# Physical



## Amsdell (24 Jun 2005)

I am a 23 year old woman, in alright physical shape as I believe.  I have my physical this wednesday and although I'm not too worried about the situps, the hand grip or the step test, the pushups are my cause for concern.  I tend to arch my back slightly when performing the movements in order to retain my balance and due to that my knees tend to inadvertently touch the floor if I go down too low.  If anyone can give me any advice I'd much appreciate it.   

Also, to all the ladies; how did you find your physical test to be?  Was it more difficult than you thought or was it easy?


----------



## bonitabelle (24 Jun 2005)

I'm 28 and felt that I was in alright shape, but I failed the push-ups the first time. I couldn't do them all.  The grip, sit ups and step test were all fairly easy.  I just kept practising the push-ups and when I went back to redo the test, I did fine.  You are going to have to almost touch the ground though, so I would keep praticing them, it does help.

» **Information given**:

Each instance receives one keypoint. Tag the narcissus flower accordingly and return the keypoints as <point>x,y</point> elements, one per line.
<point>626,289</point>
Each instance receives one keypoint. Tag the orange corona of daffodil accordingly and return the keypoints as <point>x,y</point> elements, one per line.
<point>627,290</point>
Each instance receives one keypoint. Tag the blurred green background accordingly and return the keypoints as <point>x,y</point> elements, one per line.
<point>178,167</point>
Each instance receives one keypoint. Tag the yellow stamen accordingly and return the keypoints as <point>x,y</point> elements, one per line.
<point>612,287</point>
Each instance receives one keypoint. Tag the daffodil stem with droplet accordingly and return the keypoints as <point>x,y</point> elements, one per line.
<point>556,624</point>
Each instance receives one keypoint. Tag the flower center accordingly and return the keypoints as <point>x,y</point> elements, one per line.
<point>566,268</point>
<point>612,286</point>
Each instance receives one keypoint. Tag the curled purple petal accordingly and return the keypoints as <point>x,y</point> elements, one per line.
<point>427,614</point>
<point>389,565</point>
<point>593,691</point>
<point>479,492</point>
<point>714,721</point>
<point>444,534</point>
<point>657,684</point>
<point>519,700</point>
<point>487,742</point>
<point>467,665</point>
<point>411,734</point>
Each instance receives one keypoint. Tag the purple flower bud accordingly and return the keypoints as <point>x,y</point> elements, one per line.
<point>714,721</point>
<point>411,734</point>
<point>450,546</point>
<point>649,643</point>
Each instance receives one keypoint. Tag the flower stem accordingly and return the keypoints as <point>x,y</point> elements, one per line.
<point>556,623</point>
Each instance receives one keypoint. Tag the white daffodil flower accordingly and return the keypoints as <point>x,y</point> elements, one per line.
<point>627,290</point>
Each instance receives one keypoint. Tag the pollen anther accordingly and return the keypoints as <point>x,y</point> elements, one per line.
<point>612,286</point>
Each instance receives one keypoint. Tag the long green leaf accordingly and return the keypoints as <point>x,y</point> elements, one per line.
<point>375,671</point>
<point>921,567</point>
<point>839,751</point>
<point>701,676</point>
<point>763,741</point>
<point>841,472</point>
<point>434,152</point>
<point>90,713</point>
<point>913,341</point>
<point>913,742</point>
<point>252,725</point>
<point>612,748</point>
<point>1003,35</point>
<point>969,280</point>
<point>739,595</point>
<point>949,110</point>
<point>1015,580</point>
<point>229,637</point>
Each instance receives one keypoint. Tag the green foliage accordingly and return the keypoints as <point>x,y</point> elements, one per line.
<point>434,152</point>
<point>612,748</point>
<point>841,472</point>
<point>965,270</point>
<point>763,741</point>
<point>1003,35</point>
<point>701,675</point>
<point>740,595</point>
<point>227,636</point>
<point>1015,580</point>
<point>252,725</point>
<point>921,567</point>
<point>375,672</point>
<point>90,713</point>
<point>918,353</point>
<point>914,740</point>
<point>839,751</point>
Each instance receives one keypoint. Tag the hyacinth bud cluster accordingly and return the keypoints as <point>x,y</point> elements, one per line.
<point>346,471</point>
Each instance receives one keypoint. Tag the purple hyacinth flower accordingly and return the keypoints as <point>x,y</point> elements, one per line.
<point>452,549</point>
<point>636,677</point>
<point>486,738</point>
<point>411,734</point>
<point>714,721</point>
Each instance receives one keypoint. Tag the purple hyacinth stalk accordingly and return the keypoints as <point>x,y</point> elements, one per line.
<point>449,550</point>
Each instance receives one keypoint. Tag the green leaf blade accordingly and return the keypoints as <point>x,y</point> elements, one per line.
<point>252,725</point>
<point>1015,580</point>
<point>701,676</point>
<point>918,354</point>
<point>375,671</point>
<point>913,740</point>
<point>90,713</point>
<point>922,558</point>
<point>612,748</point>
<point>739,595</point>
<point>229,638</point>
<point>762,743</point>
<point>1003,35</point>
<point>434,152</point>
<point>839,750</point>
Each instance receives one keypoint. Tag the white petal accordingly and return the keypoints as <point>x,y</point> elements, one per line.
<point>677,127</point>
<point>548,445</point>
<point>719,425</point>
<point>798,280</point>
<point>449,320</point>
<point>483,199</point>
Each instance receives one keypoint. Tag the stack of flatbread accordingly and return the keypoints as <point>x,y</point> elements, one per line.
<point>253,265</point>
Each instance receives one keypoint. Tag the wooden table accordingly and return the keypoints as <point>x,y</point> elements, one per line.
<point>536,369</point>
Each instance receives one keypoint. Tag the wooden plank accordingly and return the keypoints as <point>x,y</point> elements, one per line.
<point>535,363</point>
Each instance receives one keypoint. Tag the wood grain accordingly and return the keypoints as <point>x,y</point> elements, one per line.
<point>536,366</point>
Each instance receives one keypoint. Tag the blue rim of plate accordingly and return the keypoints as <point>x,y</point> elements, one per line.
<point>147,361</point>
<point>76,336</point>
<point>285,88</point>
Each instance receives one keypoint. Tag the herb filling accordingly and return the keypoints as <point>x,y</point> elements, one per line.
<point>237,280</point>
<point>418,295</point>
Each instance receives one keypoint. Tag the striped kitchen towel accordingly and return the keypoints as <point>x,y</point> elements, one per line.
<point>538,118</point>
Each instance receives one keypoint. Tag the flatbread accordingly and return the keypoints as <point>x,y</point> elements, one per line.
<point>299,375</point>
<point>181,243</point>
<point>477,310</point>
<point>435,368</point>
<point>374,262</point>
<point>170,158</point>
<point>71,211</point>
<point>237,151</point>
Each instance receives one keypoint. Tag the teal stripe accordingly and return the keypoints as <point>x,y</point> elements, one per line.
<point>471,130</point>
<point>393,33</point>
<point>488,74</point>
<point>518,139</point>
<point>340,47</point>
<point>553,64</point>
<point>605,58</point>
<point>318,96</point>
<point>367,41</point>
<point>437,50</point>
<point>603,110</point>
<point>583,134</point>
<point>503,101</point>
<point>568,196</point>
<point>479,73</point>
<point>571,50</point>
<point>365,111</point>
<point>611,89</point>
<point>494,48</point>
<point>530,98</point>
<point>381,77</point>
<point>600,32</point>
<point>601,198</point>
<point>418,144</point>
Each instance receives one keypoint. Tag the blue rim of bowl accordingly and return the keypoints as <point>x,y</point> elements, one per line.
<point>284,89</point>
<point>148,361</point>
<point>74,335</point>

» **Tasks**:
**a.** Scale the listing from the line containing "Each instance receives one keypoint. Tag the blue rim of bowl" through the end of the listing, and give those lines alone again, request included. Multiply every point coordinate in the answers by 1.35 and round to the nearest whole number, with halves rounded up.
**b.** Extend the forum thread about the physical test beyond its last reply.

» **Per-task outputs**:
**a.**
Each instance receives one keypoint. Tag the blue rim of bowl accordingly and return the keypoints as <point>x,y</point> elements, one per line.
<point>383,120</point>
<point>200,487</point>
<point>100,452</point>

**b.**
The best advice I can give you is to try your best and keep thinking positive, and if you do happen not to pass it, listen to the advice that they will give you and practice until the re-test.  

Sorry I can't be much help.  Good luck on Wednesday!


----------



## Amsdell (24 Jun 2005)

I guess I'll work mainly on my back muscles to strengthen them at the gym.  I'm nervous about failing the test because I've been told there's a possibility of me being able to do my training over the summer in the city and but that such an arrangement will take some work on my recruiter's part.  I don't intend to waste all that effort by failing but at the same time I'm not as sure of my success as I was prior to finding out what sort of pushups were required.


----------



## ExistancE (24 Jun 2005)

Were one to fail the physical is there a set date for a re-test or is it agreed upon? Also you don't mention chinups. I was under the impression those were part of the physical. If anyone could answer those questions it would be appreciated. Thanks.


----------



## FredDaHead (24 Jun 2005)

ExistancE said:
			
		

> Were one to fail the physical is there a set date for a re-test or is it agreed upon? Also you don't mention chinups. I was under the impression those were part of the physical. If anyone could answer those questions it would be appreciated. Thanks.



If one were to fail, they can take the test one week (seven days) after the first try. It's recommended you wait longer (so you have time to train) but if time is of the essence, the minimum is a week.

As for chinups, they're not part of the physical.


----------



## ReadyAyeReady (24 Jun 2005)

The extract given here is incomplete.